_TASK OBJECTIVE:_
Change "forearm" to "lower arm" throughout the rows below and write them out again with nothing else altered and the pictures left out.

Segmentation annotation rows
#####

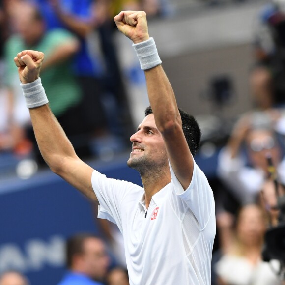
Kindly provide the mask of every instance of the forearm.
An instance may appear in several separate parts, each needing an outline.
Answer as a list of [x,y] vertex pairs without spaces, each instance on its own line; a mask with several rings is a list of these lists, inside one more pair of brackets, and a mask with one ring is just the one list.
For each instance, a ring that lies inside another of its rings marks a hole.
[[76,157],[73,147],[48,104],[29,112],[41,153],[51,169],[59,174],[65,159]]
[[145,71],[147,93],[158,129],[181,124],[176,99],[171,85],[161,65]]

#####

_FINAL RESULT:_
Kindly provide the mask of every instance of the lower arm.
An instance may appear in several separate parts, each needing an outline.
Answer as a list of [x,y] vertex pairs without spaces, each instance on its own line; a mask with several rings is a list of these lists, inside one more pair of brackets, and a mask with one ring is just the one list.
For each instance, a ring that lies inside another of its rings marks a hole.
[[76,157],[73,147],[48,104],[29,112],[41,153],[51,169],[59,174],[65,159]]
[[145,71],[147,93],[158,129],[181,124],[176,99],[171,85],[161,65]]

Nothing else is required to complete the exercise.